[Task item] Within the records, how many lines hold the word "batting"? State that number alone.

##########

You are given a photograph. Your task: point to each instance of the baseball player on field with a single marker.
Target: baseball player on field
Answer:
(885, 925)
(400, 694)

##########

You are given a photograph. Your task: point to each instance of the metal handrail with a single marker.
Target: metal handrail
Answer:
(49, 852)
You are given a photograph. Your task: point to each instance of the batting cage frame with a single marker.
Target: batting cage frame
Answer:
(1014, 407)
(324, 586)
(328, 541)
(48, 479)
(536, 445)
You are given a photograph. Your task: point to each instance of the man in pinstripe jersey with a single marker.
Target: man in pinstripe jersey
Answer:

##########

[Expected answer] 2